→ Text
◇ ◇ ◇

RTR V3.1D RTRAIX31D_227 Reliable Transaction Router AIX UNIX ECO Summary
TITLE: RTR V3.1D RTRAIX31D_227 Reliable Transaction Router AIX UNIX ECO Summary
Copyright (c) Compaq Computer Corporation 1999. All rights reserved.
PRODUCT: Reliable Transaction Router (RTR) for AIX
OP/SYS: AIX (UNIX on IBM)
SOURCE: Compaq Computer Corporation
ECO INFORMATION:
ECO Kit Name: RTRAIX31D_227
ECO Kits Superseded by This ECO Kit:
ECO Kit Approximate Size: 17920 Blocks (9175040 Bytes)
TAR file - 17920 Blocks (9175040 Bytes)
Kit Applies To: RTR V3.1D
AIX UNIX V4.1, V4.3.2
System/Cluster Reboot Necessary: No
ECO KIT SUMMARY:
An ECO kit exists for Reliable Transaction Router on AIX (UNIX for
IBM) V4.1 through V4.3.2. This kit addresses the following problems:
Problems Addressed in RTRAIX31D_227:
o Remote commands failing intermittently
Remote commands can sometime produce the error "%RTR-F-ERRACCNOD,
error accessing node". Repeating the command one or more times
usually results in the desired effect.

◇ ◇ ◇

→ The task
According to the ECO summary, which RTR version does the kit apply to?

→ Data section

◇ ◇ ◇

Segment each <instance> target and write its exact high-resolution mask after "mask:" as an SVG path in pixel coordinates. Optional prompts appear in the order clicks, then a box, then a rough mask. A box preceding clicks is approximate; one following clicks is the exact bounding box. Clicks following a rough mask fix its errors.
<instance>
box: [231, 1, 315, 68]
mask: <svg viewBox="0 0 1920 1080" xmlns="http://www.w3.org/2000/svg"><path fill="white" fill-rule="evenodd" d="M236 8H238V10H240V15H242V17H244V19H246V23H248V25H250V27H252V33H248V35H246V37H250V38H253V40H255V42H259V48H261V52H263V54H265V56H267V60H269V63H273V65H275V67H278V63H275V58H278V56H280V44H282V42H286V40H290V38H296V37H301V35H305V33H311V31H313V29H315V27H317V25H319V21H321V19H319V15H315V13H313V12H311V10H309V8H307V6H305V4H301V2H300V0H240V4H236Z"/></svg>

◇ ◇ ◇

→ Your solution
RTR V3.1D